* [Supplied material]:
· · ·

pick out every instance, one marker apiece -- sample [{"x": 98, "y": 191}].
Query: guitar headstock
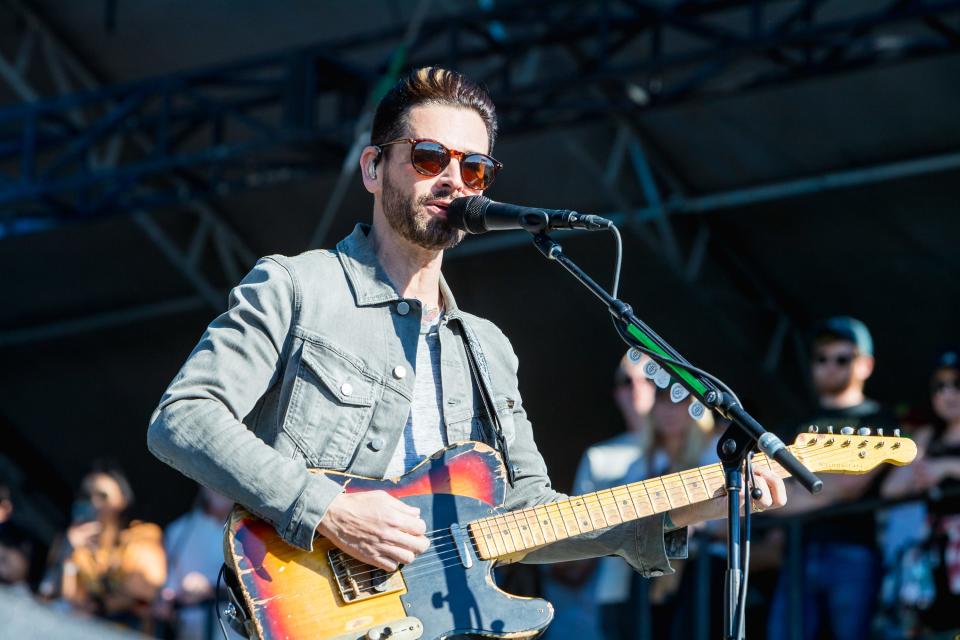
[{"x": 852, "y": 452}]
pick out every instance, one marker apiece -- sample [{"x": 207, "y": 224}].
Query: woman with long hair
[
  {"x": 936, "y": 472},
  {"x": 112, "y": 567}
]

· · ·

* [Work to complete]: Would you please copy the listing exactly, omitting every picture?

* [Output of the exercise]:
pick out every instance, one marker apiece -- sample [{"x": 98, "y": 191}].
Query: guitar headstock
[{"x": 852, "y": 452}]
pick out every instance, one marker apiece -- sample [{"x": 207, "y": 224}].
Query: woman with long hair
[
  {"x": 936, "y": 472},
  {"x": 112, "y": 567}
]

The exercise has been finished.